How is ValueType.GetType() able to determine the type of the struct?

Question

For a reference type, the object's memory layout is

| Type Object pointer|
|    Sync Block      |
|  Instance fields...|

For a value type, the object layout seems to be

|  Instance fields...|

For a reference type, GetType means find the object from the 'Type Object pointer'. All objects of a given reference type object point to the same type object (which also has the method table)

For a value type, this pointer isn't available. So how does GetType() work ?

I checked with Google and I found this snippet.. which is a bit hazy. Can someone elaborate?

The solution is that the location in which a value is stored may only store values of a certain type. This is guaranteed by the verifier. Source

+1 This is a *very* good question, by the way. – Andrew Hare May 29 '09 at 17:16 — Andrew Hare, May 29 '09 at 17:16

Andrew Hare · Accepted Answer · 2009-05-29T17:15:28.497

25

Calling GetType() on a value type boxes that value type. By moving the value type onto the heap you now have a reference type which now has a pointer to the type of that object.

If you wish to avoid boxing you can call GetTypeCode which returns an enumeration that indicates the type of the value type without boxing it.
****************************************
■ DIRECTIVE ■
Go on with the value-type GetType() thread, picking up after its last sentence.

Point labeling samples:
****************************************
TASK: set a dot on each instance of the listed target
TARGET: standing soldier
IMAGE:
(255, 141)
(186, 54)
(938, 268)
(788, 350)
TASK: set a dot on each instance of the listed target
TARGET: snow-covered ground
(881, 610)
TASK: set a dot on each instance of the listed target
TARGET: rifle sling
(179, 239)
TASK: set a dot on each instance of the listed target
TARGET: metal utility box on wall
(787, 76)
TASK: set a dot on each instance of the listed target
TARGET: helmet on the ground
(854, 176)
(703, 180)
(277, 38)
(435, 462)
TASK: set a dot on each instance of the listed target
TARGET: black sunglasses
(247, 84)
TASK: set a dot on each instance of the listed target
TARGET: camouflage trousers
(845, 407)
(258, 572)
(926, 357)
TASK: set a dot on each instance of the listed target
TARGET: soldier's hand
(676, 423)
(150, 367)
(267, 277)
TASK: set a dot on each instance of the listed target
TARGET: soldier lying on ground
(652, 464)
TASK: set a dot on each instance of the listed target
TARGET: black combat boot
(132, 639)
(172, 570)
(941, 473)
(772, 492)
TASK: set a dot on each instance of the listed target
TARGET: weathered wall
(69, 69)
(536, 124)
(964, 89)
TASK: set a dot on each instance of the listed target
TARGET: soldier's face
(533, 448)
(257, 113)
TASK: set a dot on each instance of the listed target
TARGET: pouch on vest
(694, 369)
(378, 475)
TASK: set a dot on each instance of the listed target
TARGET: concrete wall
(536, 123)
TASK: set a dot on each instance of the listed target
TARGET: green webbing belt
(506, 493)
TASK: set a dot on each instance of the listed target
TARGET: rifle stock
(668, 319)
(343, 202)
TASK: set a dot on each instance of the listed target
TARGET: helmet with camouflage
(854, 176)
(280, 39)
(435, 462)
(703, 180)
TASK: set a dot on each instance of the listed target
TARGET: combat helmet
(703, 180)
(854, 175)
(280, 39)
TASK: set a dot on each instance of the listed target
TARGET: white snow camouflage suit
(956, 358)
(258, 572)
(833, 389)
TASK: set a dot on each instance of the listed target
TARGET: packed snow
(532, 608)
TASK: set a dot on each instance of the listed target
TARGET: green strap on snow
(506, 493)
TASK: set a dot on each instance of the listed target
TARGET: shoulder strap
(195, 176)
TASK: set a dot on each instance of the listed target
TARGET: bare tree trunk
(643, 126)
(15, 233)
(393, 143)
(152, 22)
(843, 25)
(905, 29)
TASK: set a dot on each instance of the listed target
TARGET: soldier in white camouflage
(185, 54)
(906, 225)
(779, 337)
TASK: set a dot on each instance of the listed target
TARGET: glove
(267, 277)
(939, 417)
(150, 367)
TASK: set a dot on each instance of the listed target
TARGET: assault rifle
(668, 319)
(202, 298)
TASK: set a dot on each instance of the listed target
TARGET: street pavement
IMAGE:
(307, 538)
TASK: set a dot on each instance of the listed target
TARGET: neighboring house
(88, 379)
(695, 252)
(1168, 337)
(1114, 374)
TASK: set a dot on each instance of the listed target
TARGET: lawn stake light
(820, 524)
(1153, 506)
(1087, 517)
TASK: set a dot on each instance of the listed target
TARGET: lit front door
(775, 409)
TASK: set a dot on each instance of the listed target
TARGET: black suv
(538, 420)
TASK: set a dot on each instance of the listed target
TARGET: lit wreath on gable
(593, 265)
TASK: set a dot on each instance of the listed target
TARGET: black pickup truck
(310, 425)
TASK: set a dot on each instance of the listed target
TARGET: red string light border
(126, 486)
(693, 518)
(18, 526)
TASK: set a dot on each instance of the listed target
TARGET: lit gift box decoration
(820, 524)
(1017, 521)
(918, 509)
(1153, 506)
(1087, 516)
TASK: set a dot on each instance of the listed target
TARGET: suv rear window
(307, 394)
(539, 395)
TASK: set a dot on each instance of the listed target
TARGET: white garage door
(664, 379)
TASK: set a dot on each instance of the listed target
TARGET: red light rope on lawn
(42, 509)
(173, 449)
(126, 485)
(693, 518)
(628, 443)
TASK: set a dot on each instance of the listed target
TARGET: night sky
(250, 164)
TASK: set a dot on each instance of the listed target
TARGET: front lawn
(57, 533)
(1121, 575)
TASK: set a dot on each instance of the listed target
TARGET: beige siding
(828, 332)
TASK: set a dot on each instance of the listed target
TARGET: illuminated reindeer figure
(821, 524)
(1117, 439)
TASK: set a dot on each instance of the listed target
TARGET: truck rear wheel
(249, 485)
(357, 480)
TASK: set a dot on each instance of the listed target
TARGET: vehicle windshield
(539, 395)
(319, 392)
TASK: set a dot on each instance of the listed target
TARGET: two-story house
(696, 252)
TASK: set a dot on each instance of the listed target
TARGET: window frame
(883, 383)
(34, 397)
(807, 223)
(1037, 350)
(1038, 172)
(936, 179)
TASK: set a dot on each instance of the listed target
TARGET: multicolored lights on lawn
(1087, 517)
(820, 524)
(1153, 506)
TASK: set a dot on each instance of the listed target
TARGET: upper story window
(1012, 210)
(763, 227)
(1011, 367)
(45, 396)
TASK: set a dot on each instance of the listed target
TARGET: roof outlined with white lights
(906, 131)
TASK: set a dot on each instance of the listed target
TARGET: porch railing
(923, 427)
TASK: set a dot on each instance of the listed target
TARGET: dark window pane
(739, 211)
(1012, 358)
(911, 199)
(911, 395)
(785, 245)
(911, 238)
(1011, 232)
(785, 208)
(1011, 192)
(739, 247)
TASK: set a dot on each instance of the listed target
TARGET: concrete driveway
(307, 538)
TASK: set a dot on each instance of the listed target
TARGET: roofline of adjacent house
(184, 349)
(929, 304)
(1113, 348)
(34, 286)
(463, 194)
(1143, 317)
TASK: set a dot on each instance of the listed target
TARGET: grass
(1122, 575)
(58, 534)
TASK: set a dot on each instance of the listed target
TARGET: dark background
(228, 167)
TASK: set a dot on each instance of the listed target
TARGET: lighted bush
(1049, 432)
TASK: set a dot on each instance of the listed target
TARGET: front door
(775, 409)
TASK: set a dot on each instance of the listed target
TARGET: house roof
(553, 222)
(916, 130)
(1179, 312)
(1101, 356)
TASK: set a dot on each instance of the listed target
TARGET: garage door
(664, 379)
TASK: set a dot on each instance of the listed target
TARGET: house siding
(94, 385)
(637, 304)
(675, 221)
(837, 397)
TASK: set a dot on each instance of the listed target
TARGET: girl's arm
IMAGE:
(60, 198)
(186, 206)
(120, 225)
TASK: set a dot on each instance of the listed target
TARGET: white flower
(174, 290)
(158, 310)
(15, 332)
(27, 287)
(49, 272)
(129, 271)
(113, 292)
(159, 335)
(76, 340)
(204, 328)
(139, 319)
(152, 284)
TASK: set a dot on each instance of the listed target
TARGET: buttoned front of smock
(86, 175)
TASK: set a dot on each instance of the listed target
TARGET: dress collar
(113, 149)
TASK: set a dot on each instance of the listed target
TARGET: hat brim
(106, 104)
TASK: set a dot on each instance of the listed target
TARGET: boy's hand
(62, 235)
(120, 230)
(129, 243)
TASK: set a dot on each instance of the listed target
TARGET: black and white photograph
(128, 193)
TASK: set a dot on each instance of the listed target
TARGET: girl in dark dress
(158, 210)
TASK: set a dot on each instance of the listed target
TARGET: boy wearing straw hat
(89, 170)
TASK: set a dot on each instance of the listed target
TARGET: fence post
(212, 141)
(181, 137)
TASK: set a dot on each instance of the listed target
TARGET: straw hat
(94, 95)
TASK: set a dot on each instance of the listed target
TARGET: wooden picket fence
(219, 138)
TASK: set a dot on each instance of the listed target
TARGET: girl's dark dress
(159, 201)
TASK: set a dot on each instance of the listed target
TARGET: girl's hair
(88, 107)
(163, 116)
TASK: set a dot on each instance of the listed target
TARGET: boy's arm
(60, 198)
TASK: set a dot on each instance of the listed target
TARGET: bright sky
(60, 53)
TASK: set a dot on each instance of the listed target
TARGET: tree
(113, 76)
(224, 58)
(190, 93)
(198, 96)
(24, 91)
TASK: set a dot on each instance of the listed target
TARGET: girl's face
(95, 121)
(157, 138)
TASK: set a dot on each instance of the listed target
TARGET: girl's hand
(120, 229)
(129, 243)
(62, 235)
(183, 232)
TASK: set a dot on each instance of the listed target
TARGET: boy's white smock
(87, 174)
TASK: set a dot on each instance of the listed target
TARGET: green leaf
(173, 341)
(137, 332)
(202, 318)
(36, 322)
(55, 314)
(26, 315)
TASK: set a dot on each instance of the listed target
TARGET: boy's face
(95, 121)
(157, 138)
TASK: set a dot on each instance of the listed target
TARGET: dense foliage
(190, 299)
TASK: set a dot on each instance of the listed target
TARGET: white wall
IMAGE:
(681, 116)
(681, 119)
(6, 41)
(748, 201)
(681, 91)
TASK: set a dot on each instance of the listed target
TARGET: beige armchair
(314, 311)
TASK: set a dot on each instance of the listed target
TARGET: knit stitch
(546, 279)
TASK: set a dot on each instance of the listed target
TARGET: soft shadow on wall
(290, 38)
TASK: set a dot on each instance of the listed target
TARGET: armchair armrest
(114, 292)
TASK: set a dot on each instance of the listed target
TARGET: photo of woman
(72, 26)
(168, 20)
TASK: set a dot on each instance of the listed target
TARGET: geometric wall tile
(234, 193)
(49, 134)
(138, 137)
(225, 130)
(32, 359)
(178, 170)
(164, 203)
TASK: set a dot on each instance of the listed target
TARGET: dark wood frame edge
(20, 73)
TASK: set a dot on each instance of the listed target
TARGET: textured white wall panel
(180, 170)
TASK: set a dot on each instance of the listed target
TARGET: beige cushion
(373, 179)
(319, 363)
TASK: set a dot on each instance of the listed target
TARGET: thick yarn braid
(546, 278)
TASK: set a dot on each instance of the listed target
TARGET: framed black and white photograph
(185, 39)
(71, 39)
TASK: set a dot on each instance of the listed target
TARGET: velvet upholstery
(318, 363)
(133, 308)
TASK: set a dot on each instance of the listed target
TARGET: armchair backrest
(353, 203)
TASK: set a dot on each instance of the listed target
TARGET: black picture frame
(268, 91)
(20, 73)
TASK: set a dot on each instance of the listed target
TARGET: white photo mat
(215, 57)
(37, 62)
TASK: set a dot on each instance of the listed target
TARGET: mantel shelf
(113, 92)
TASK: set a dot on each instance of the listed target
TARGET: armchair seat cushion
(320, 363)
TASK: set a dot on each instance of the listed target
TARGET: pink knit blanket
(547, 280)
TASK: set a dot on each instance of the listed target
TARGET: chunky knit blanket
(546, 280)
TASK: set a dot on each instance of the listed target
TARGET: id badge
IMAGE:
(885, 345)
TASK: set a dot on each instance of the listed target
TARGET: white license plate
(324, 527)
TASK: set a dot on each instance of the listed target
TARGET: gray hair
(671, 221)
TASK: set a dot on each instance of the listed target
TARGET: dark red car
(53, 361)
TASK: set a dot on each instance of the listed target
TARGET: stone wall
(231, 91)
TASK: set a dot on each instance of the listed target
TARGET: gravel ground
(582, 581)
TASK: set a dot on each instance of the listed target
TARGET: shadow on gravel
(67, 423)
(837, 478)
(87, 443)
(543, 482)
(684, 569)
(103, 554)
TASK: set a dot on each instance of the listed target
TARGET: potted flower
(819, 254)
****************************************
■ ANSWER TO THE PROBLEM ■
Here is an example showing the boxing that takes place:

C#:

class Program
{
    static void Main()
    {
        34.GetType();
    }
}

IL for Main():

.method private hidebysig static void Main() cil managed
{
        .entrypoint
        .maxstack 8
        L_0000: ldc.i4.s 0x22
        L_0002: box int32
        L_0007: call instance class [mscorlib]System.Type [mscorlib]System.Object::GetType()
        L_000c: pop 
        L_000d: ret 
}

Edit: To show what the compiler is doing, lets change the type of the literal like this:

class Program
{
    static void Main()
    {
        34L.GetType();
    }
}

By adding the "L" after the literal I am telling the compiler that I want this literal to be converted to a System.Int64. The compiler sees this and when it emits the box instruction it looks like this:

.method private hidebysig static void Main() cil managed
{
        .entrypoint
        .maxstack 8
        L_0000: ldc.i4.s 0x22
        L_0002: conv.i8 
        L_0003: box int64
        L_0008: call instance class [mscorlib]System.Type [mscorlib]System.Object::GetType()
        L_000d: pop 
        L_000e: ret 
}

As you can see, the compiler has done the hard work of determining the correct instructions to emit, after that it is up to the CLR to execute them.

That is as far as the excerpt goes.